Records from a data collection
-=-=-=-=-

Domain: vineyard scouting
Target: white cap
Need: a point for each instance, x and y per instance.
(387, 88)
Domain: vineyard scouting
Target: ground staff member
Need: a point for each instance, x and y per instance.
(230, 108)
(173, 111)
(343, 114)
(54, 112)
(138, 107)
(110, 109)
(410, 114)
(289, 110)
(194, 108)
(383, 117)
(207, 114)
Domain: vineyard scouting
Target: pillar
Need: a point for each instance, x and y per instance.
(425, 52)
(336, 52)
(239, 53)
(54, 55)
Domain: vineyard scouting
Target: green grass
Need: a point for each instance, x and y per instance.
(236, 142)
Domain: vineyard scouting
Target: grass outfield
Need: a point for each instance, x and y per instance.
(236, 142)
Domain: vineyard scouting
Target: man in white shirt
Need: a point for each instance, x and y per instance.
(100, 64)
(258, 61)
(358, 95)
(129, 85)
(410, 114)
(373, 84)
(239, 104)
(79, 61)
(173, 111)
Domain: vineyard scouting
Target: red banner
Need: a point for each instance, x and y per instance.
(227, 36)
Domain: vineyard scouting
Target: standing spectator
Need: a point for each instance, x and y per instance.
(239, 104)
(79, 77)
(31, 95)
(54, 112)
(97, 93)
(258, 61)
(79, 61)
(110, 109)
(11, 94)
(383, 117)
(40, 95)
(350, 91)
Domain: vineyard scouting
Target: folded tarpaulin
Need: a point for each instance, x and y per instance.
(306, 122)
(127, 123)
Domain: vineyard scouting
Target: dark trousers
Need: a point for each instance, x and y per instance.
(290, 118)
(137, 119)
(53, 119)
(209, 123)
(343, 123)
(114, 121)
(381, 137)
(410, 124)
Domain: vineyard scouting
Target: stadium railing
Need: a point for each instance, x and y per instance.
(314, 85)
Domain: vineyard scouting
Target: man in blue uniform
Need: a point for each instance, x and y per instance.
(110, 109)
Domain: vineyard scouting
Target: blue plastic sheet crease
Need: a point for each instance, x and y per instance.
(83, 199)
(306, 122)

-=-=-=-=-

**Problem description:**
Every line of the data above that contains the word "grass" should be counted; please give the total alone.

**Solution to this task:**
2